━━━━━ Textausschnitt

Die Verfassungsbeschwerde betrifft die Familienversicherung in der gesetzlichen Krankenversicherung.

I.
2

Die Beschwerdeführerin zu 1) ist in der gesetzlichen Krankenversicherung pflichtversichert. Sie ist mit einem selbständigen Rechtsanwalt, der privat krankenversichert ist, verheiratet. Die vier gemeinsamen Kinder, die Beschwerdeführer zu 2) bis 5), sind ebenso wie der Vater privat krankenversichert.

3

Die Beschwerdeführer begehrten die Feststellung, dass die Beschwerdeführer zu 2) bis 5) im Wege der Familienversicherung nach § 10 des Fünften Buches Sozialgesetzbuch – SGB V – (und damit nach § 3 Satz 3 SGB V beitragsfrei) in der gesetzlichen Krankenversicherung über ihre Mutter mitversichert seien. Die Krankenkasse lehnte dies mit Bescheiden vom Juni 2007 ab. Das Begehren hatte auch im Widerspruchs- und im sozialgerichtlichen Klageverfahren keinen Erfolg.

4

Die Beschwerdeführer rügen eine Verletzung des Sozialstaatsprinzips aus Art. 20 Abs. 1 GG in Verbindung mit dem allgemeinen Gleichheitssatz aus Art. 3 Abs. 1 GG sowie von Art. 6 Abs. 1 GG.

━━━━━━━━━━

## Aufgabe im Detail
Zitieren Sie aus dem Textausschnitt zur Familienversicherung wortgetreu die Passage von „Die Verfassungsbeschwerde betrifft“ bis einschließlich „Klageverfahren keinen Erfolg.“.

━━━━━ Gespeicherte Daten

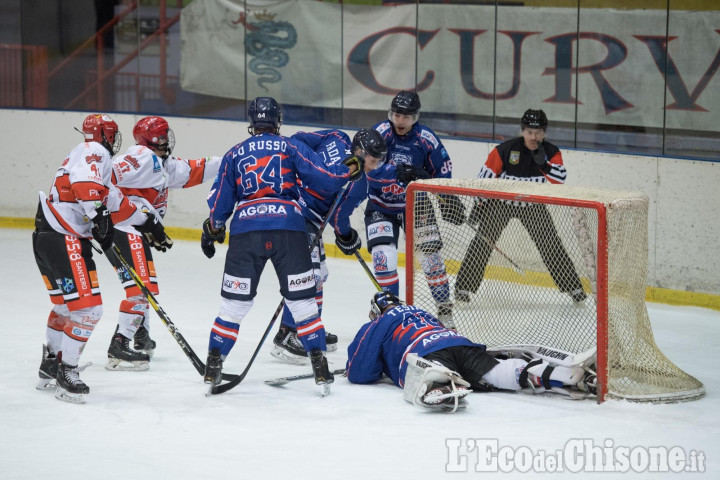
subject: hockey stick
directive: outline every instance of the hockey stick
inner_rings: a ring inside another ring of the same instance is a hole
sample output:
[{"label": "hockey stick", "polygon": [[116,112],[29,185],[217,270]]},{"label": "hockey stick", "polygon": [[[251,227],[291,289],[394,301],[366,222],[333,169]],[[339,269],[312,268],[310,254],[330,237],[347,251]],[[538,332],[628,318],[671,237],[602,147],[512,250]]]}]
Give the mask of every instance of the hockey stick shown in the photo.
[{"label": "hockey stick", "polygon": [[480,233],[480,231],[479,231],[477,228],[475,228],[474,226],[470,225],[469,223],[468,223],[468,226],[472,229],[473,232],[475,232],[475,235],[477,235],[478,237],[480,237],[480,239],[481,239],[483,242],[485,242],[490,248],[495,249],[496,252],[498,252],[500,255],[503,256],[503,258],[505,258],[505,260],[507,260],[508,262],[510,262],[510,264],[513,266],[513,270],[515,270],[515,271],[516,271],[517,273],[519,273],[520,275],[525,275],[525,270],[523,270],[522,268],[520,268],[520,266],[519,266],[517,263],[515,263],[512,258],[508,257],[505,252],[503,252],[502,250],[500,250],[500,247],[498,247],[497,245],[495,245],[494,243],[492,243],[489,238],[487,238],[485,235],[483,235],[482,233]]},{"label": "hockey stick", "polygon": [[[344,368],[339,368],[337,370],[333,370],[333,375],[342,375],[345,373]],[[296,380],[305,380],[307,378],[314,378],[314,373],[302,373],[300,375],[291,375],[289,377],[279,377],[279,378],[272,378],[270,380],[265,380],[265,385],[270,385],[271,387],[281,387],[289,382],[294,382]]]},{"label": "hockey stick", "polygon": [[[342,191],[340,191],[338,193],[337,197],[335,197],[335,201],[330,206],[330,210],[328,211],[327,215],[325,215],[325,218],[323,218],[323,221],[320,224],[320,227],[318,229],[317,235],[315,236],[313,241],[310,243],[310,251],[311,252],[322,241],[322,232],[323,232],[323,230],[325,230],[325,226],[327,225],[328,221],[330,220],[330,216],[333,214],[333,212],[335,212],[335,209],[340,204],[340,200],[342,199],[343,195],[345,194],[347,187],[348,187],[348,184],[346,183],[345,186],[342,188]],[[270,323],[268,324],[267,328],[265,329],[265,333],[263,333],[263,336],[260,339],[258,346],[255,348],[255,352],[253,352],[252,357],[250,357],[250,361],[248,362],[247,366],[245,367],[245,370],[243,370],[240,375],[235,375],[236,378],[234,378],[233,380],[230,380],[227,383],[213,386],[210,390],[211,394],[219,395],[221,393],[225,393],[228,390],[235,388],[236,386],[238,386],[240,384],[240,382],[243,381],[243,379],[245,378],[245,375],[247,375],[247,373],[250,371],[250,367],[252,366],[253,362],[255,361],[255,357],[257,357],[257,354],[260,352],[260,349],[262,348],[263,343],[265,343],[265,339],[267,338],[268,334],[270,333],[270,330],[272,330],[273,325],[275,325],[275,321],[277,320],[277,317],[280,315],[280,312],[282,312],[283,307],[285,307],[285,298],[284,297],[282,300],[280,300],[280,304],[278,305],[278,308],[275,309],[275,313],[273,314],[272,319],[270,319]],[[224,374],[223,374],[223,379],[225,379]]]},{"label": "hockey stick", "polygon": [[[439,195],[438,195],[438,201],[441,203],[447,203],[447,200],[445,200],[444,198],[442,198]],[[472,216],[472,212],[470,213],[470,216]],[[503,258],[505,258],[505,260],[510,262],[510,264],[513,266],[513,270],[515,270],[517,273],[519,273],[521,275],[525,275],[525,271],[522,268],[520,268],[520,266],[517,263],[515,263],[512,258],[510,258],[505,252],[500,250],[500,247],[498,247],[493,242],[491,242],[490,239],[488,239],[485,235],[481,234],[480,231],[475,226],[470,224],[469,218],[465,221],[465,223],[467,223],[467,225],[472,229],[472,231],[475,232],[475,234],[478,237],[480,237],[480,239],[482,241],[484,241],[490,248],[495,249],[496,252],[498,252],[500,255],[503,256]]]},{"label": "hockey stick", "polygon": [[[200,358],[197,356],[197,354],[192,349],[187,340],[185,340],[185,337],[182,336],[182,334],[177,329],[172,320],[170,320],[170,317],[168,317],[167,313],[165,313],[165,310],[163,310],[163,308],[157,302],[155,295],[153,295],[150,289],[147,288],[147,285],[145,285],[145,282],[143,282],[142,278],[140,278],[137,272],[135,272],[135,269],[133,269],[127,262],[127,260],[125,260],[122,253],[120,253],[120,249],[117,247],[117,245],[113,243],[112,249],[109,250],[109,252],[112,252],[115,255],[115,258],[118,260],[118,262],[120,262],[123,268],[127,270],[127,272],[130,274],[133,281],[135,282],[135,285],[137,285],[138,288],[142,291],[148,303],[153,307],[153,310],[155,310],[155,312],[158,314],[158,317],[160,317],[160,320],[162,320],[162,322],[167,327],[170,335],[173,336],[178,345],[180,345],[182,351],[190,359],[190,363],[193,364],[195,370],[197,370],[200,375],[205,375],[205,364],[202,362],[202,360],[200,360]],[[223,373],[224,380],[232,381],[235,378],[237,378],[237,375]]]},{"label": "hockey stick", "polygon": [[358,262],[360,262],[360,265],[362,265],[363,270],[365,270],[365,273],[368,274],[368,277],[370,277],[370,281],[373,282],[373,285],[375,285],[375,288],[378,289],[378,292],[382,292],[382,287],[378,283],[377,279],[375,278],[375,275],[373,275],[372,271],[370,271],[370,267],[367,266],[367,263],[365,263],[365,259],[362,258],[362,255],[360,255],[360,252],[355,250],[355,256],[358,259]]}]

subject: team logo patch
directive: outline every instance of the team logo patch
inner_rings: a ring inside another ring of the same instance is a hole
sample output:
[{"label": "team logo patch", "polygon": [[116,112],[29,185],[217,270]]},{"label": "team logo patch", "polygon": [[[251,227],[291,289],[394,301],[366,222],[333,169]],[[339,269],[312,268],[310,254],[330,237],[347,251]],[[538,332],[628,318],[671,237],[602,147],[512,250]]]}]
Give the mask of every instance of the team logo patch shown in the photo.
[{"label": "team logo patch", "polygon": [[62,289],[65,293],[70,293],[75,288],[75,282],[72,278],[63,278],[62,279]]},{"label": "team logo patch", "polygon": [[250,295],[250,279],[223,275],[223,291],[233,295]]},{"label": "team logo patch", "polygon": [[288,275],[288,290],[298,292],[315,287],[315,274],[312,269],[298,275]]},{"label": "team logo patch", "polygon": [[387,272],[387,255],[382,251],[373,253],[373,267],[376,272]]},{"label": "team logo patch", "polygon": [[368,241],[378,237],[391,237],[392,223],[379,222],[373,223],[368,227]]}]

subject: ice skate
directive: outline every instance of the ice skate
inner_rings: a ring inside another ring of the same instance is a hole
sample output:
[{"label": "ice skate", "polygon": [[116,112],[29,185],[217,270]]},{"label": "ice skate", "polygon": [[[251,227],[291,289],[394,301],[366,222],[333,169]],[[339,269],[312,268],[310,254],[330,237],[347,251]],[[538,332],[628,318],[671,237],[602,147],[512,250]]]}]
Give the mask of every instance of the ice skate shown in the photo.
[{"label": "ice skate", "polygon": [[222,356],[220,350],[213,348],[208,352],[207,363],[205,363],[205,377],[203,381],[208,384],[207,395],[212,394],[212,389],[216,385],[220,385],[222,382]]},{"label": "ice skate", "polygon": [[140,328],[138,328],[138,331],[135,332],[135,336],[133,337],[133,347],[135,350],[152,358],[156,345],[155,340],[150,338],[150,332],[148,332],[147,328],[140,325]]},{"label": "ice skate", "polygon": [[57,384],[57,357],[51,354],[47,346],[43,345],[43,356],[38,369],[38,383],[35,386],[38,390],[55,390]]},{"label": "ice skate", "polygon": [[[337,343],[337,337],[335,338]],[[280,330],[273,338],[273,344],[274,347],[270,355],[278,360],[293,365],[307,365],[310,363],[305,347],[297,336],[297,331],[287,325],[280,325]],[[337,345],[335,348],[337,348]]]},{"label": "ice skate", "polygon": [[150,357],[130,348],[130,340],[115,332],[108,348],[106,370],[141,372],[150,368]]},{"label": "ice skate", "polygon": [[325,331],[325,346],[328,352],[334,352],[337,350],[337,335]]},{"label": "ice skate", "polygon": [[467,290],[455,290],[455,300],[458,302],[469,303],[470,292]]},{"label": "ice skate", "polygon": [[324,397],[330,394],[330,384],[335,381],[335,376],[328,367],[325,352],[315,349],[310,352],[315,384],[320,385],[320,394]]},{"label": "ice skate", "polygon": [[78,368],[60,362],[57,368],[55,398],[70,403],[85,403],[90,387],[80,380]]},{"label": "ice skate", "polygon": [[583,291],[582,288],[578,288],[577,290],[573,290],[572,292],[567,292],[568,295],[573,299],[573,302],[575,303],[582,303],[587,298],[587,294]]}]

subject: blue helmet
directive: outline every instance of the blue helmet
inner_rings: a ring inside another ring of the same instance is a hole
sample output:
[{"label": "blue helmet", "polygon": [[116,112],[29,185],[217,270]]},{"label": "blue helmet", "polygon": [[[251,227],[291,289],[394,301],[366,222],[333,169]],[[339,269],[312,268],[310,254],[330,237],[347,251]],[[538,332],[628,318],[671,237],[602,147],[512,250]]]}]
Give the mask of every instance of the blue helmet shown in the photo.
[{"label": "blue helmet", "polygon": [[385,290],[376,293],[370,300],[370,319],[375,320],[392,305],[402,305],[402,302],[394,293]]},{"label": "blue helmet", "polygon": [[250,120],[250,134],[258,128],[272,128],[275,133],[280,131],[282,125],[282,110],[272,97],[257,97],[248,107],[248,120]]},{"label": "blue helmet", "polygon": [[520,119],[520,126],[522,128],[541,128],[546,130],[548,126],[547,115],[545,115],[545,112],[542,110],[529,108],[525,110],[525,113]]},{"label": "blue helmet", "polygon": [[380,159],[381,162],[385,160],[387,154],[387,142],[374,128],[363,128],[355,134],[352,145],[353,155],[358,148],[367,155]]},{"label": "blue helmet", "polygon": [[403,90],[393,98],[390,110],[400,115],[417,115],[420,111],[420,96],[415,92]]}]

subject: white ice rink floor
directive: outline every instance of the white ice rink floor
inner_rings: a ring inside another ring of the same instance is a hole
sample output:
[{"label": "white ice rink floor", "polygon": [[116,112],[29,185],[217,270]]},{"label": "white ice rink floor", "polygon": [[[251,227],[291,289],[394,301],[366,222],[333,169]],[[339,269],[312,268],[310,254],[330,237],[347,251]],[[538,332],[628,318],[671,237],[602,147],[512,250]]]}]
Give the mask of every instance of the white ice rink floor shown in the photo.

━━━━━━━━━━

## Lösung der Übung
Die Verfassungsbeschwerde betrifft die Familienversicherung in der gesetzlichen Krankenversicherung.

I.
2

Die Beschwerdeführerin zu 1) ist in der gesetzlichen Krankenversicherung pflichtversichert. Sie ist mit einem selbständigen Rechtsanwalt, der privat krankenversichert ist, verheiratet. Die vier gemeinsamen Kinder, die Beschwerdeführer zu 2) bis 5), sind ebenso wie der Vater privat krankenversichert.

3

Die Beschwerdeführer begehrten die Feststellung, dass die Beschwerdeführer zu 2) bis 5) im Wege der Familienversicherung nach § 10 des Fünften Buches Sozialgesetzbuch – SGB V – (und damit nach § 3 Satz 3 SGB V beitragsfrei) in der gesetzlichen Krankenversicherung über ihre Mutter mitversichert seien. Die Krankenkasse lehnte dies mit Bescheiden vom Juni 2007 ab. Das Begehren hatte auch im Widerspruchs- und im sozialgerichtlichen Klageverfahren keinen Erfolg.